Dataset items
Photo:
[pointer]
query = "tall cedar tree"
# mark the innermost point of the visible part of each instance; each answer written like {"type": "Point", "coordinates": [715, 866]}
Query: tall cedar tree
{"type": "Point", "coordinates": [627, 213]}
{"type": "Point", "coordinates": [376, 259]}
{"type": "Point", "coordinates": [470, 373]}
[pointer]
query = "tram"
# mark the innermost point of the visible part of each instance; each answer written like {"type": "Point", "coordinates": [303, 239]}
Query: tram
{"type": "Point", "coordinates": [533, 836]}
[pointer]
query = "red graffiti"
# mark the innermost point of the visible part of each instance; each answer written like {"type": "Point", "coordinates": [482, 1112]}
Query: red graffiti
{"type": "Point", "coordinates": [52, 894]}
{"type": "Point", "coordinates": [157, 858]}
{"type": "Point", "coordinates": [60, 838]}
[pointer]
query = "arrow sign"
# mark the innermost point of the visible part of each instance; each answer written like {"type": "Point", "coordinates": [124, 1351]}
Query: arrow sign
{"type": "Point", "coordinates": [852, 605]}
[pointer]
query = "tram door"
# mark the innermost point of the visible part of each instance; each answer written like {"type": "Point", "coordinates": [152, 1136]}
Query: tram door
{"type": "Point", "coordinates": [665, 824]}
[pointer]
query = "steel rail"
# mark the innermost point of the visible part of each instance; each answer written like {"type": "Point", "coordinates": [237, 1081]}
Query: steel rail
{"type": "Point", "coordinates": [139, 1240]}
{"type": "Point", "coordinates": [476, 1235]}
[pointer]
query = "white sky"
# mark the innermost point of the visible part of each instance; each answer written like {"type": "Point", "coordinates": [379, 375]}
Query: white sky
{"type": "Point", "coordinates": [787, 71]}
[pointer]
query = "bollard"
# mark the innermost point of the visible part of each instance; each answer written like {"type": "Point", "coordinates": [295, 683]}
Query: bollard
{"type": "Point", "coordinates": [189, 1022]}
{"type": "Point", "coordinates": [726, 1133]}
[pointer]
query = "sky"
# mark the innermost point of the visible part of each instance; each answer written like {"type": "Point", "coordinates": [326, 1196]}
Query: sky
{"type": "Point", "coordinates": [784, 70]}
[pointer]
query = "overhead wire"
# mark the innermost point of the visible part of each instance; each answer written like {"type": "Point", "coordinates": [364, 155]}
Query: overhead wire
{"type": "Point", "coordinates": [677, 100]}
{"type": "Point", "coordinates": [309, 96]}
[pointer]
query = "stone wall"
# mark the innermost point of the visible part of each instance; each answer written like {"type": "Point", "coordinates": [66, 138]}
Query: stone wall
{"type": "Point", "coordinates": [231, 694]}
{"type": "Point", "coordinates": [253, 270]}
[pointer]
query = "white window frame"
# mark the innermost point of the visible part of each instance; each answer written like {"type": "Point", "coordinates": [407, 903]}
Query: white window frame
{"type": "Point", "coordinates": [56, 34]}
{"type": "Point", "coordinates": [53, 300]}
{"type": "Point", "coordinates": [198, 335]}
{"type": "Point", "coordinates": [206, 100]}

### Work required:
Repeat the records exactly, including every line.

### Answer:
Photo:
[pointer]
query = "tall cedar tree"
# mark the innermost point of the visible part of each instance; each answer written like {"type": "Point", "coordinates": [715, 866]}
Query: tall cedar tree
{"type": "Point", "coordinates": [627, 213]}
{"type": "Point", "coordinates": [376, 259]}
{"type": "Point", "coordinates": [470, 373]}
[pointer]
query = "tram"
# mark the innermost point of the visible part of each instance; each answer written like {"type": "Point", "coordinates": [303, 239]}
Query: tram
{"type": "Point", "coordinates": [533, 836]}
[pointer]
query = "red graffiti"
# mark the innermost point of the visible part of each instance; each answer written like {"type": "Point", "coordinates": [482, 1112]}
Query: red graffiti
{"type": "Point", "coordinates": [52, 894]}
{"type": "Point", "coordinates": [157, 858]}
{"type": "Point", "coordinates": [60, 838]}
[pointer]
query = "arrow sign"
# mark the innermost point of the visible part of each instance; each answer written like {"type": "Point", "coordinates": [124, 1351]}
Query: arrow sign
{"type": "Point", "coordinates": [852, 605]}
[pointer]
query = "tram door"
# mark the innermost point of the visible part of each instance; each answer written like {"type": "Point", "coordinates": [152, 1136]}
Query: tram door
{"type": "Point", "coordinates": [665, 824]}
[pointer]
query = "steel rail"
# mark the innermost point of the visible part of each instance; each answer written like {"type": "Point", "coordinates": [237, 1081]}
Query: steel rail
{"type": "Point", "coordinates": [139, 1240]}
{"type": "Point", "coordinates": [476, 1235]}
[pointer]
query = "white sky"
# mark the innermost point of the visible part of each instance; each answer written like {"type": "Point", "coordinates": [379, 375]}
Query: white sky
{"type": "Point", "coordinates": [787, 71]}
[pointer]
query = "bollard"
# mark the innermost point of the visible part of each instance; each answer written like {"type": "Point", "coordinates": [295, 683]}
Query: bollard
{"type": "Point", "coordinates": [189, 1022]}
{"type": "Point", "coordinates": [726, 1133]}
[pointer]
query = "sky"
# mark the innermost point of the visible part of each instance; each answer written like {"type": "Point", "coordinates": [326, 1196]}
Query: sky
{"type": "Point", "coordinates": [784, 70]}
[pointer]
query = "overhead wire"
# mark the innermost point of the visible part of each instance; each answer written like {"type": "Point", "coordinates": [364, 155]}
Query: overhead wire
{"type": "Point", "coordinates": [677, 100]}
{"type": "Point", "coordinates": [309, 96]}
[pointer]
query = "stone wall"
# mark the innermost point of the visible part of each instance; each answer written like {"type": "Point", "coordinates": [66, 138]}
Query: stone wall
{"type": "Point", "coordinates": [231, 694]}
{"type": "Point", "coordinates": [253, 270]}
[pointer]
query = "white window frame"
# mark the innermost point of the visible part of each instance; each answer written like {"type": "Point", "coordinates": [407, 903]}
Query: white window frame
{"type": "Point", "coordinates": [56, 34]}
{"type": "Point", "coordinates": [53, 300]}
{"type": "Point", "coordinates": [198, 335]}
{"type": "Point", "coordinates": [206, 100]}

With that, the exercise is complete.